(Referring expression grounding data)
※ ※ ※
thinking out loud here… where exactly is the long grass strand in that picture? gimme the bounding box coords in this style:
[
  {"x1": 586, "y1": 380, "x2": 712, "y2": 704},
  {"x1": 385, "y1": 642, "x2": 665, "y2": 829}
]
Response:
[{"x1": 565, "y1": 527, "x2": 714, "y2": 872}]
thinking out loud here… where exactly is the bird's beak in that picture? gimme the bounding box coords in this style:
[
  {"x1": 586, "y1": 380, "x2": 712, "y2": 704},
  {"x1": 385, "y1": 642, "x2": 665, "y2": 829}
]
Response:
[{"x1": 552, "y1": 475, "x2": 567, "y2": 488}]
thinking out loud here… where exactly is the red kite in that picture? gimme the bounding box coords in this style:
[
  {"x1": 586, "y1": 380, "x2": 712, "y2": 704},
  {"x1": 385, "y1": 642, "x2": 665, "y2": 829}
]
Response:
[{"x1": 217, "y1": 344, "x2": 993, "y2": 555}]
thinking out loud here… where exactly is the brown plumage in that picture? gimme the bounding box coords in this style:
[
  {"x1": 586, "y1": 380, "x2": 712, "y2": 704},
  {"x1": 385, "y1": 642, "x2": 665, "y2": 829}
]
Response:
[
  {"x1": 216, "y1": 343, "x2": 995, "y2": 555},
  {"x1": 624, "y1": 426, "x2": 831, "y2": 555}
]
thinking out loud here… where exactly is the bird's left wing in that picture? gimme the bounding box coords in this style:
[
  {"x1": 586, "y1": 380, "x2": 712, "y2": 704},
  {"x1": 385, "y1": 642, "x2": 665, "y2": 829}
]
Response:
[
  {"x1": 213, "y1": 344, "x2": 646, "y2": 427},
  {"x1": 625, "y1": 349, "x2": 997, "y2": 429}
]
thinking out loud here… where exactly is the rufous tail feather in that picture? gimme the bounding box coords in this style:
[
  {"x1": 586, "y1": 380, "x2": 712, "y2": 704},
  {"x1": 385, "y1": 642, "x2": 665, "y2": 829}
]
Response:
※ ※ ※
**EXERCISE**
Could you restate the records above word for word?

**PROBLEM SOLUTION**
thinking out loud here… where exactly is the long grass strand in that picture? gimme the bounding box coords in this style:
[
  {"x1": 586, "y1": 380, "x2": 712, "y2": 704},
  {"x1": 385, "y1": 642, "x2": 665, "y2": 829}
]
Response:
[{"x1": 565, "y1": 527, "x2": 714, "y2": 872}]
thinking out loud here… where exactly is the bird's beak in that picture? gimme the bounding box coords in this style:
[
  {"x1": 586, "y1": 380, "x2": 712, "y2": 704},
  {"x1": 385, "y1": 642, "x2": 665, "y2": 829}
]
Response:
[{"x1": 552, "y1": 475, "x2": 567, "y2": 488}]
thinking out loud here… where exactly is the red kite in that picture? gimme the bounding box coords in this style:
[
  {"x1": 586, "y1": 380, "x2": 712, "y2": 704},
  {"x1": 385, "y1": 642, "x2": 665, "y2": 829}
]
Response:
[{"x1": 217, "y1": 344, "x2": 993, "y2": 555}]
thinking out loud here… where exactly is the brown plumage in that picture? gimme the bounding box coords in this style:
[
  {"x1": 586, "y1": 380, "x2": 712, "y2": 704},
  {"x1": 385, "y1": 642, "x2": 665, "y2": 829}
]
Response:
[
  {"x1": 216, "y1": 343, "x2": 995, "y2": 555},
  {"x1": 624, "y1": 426, "x2": 831, "y2": 555}
]
thinking out loud here… where exactly is the bird's left wing in that picture? gimme the bounding box coords in this style:
[
  {"x1": 586, "y1": 380, "x2": 712, "y2": 704},
  {"x1": 385, "y1": 642, "x2": 665, "y2": 829}
]
Response:
[
  {"x1": 213, "y1": 344, "x2": 646, "y2": 427},
  {"x1": 625, "y1": 349, "x2": 997, "y2": 429}
]
thinking out loud here… where exactly is the rufous tail feather in that picture? gimme the bounding box coords in this style:
[
  {"x1": 586, "y1": 380, "x2": 712, "y2": 704},
  {"x1": 385, "y1": 642, "x2": 665, "y2": 829}
]
Response:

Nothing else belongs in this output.